■ **Selected extract**
++++++++++
We live in the twilight of neoliberalism: the ruling classes can no longer rule as before, and ordinary people are no longer willing to be ruled in the old way. Pursued by global elites since the 1970s, neoliberalism is defined by dispossession and ever-increasing inequality. The refusal to continue to be ruled like this - "ya basta!" - appears in an arc of resistance stretching from rural India to the cities of the global North.

From this network of movements, new visions are emerging of a future beyond neoliberalism. We make our own History responds to these visions by reclaiming Marxism as a theory born from activist experience and practice.

This book marks a break both with established social movement theory, and with those forms of Marxism which treat the practice of social movement organising as an unproblematic process. It shows how movements can develop from local conflicts to global struggles; how neoliberalism operates as a social movement from above, and how popular struggles can create new worlds from below.


Product Details

ISBN-13: 9780745334813
Publisher: Pluto Press
Publication date: 08/20/2014
Edition description: New Edition
Pages: 272
Product dimensions: 5.20(w) x 8.40(h) x 0.80(d)

About the Author

Laurence Cox directs the MA in Community Education, Equality and Social Activism at the National University of Ireland Maynooth and co-edits the social movements journal Interface. He is active in a wide range of movements and has published Marxism and Social Movements (2013) and Understanding European Movements (2013).

Alf Gunvald Nilsen is Associate Professor at the Department of Sociology, University of Bergen. His research focuses on social movements in the global South. He is the author of Dispossession and Resistance in India (2012) and co-editor of Social Movements in the Global South (2011) and Marxism and Social Movements (2013).

Read an Excerpt

CHAPTER 1

'The This-Worldliness of their Thought': Social Movements and Theory

The question whether objective truth can be attributed to human thinking is not a question of theory but is a practical question. It is in practice that human beings must prove the truth – i.e. the reality and power, the thisworldliness of their thought.

Marx, Theses on Feuerbach

In every country the process is different, although the content is the same. And the content is the crisis of the ruling class's hegemony, which occurs either because the ruling class has failed in some major political undertaking, for which it has requested, or forcibly extracted, the consent of broad masses ... or because huge masses ... have passed suddenly from a state of political passivity to a certain activity, and put forward demands which taken together, albeit not organically formulated, add up to a revolution. A 'crisis of authority ' is spoken of: this is precisely the crisis of hegemony, or general crisis of the state.

These are the words of the Italian revolutionary Antonio Gramsci (1998: 210), writing from behind the walls of Mussolini's prisons. The 'red years' of 1919–20, which saw north and central Italy swept by a wave of strikes, land and factory occupations and councils, had thrown liberal capitalism and parliamentary democracy into a systemic crisis, to which fascism had appeared as offering a way out. Such crises – organic in Gramsci's terms – are essentially those moments in modern history when economic growth grinds to a halt, when existing political loyalties wither away, and when dominant groups are confronted with the oppositional projects of subaltern groups – that is, social movements from below – which no longer accept the terms on which they are ruled and therefore strive to develop alternative social orders. Organic crises, in other words, are those moments when subaltern groups develop forms of collective agency that push the limits of what they previously thought it possible to achieve in terms of progressive change.
++++++++++
■ **Recorded data**
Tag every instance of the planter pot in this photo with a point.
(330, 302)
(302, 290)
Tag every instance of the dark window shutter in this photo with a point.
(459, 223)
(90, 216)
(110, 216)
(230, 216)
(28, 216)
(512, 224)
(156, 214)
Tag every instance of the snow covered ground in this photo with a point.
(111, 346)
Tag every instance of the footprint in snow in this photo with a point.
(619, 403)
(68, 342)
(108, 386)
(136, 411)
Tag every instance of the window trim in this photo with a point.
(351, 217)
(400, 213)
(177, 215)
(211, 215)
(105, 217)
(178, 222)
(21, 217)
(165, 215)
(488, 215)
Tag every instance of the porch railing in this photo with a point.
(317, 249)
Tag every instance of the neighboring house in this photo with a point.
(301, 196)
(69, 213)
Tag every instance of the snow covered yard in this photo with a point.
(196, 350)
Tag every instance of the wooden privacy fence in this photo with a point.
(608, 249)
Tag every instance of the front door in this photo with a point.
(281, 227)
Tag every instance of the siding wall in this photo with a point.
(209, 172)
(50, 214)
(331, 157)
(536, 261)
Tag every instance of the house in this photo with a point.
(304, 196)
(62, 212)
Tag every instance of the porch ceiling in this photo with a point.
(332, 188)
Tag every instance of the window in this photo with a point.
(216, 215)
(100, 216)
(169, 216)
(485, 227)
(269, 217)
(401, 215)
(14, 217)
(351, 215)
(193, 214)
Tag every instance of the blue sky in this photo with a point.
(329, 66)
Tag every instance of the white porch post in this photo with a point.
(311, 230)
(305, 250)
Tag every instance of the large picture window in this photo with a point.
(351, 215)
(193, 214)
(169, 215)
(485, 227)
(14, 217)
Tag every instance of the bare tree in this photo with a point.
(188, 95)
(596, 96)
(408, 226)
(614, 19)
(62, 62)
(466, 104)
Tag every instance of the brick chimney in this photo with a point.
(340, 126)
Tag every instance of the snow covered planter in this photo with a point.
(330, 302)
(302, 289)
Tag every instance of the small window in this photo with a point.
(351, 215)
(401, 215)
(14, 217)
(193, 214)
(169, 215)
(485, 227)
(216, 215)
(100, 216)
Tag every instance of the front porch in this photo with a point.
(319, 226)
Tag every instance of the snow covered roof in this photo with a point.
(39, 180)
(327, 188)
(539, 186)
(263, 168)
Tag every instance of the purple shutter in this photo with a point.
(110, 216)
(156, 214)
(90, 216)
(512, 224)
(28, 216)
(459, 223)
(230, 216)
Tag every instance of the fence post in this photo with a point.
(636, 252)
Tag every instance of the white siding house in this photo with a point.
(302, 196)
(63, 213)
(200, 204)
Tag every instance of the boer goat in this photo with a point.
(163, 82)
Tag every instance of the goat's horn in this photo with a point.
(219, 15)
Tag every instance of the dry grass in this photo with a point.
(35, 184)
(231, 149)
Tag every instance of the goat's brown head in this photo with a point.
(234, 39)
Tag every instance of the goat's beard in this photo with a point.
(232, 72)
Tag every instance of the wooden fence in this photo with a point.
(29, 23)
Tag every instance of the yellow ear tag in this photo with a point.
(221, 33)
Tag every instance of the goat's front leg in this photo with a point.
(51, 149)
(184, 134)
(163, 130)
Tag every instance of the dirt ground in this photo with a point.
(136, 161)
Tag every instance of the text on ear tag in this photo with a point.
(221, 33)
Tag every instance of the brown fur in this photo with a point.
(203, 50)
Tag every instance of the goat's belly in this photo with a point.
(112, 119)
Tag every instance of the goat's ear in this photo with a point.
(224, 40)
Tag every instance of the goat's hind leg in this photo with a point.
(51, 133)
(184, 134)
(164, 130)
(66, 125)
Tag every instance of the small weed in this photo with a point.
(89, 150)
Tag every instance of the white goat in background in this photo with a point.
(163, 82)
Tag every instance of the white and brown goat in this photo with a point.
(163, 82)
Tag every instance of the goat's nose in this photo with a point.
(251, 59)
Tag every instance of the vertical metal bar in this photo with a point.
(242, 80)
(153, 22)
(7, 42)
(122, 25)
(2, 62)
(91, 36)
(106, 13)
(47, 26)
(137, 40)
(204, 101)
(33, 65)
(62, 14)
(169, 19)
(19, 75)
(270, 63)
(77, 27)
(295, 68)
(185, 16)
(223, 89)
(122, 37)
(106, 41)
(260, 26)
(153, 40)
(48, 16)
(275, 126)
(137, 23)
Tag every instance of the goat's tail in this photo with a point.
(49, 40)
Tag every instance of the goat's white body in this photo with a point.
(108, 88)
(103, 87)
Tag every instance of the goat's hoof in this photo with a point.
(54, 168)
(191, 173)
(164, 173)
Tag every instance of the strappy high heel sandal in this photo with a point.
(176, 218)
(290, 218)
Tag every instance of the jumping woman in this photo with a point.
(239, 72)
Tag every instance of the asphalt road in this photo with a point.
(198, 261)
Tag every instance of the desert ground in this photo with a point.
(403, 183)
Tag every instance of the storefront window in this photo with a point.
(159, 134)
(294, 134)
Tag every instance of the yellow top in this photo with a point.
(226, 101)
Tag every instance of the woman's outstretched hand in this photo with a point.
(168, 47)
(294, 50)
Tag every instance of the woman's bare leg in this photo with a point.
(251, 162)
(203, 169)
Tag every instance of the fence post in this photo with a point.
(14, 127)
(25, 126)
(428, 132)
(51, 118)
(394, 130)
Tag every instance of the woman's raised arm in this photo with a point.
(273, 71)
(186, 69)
++++++++++
■ **Given instruction**
Return the section of the book description starting at "From this network" and ending at "experience and practice.", word for word. None of the items matter for what follows.

■ **Exercise output**
From this network of movements, new visions are emerging of a future beyond neoliberalism. We make our own History responds to these visions by reclaiming Marxism as a theory born from activist experience and practice.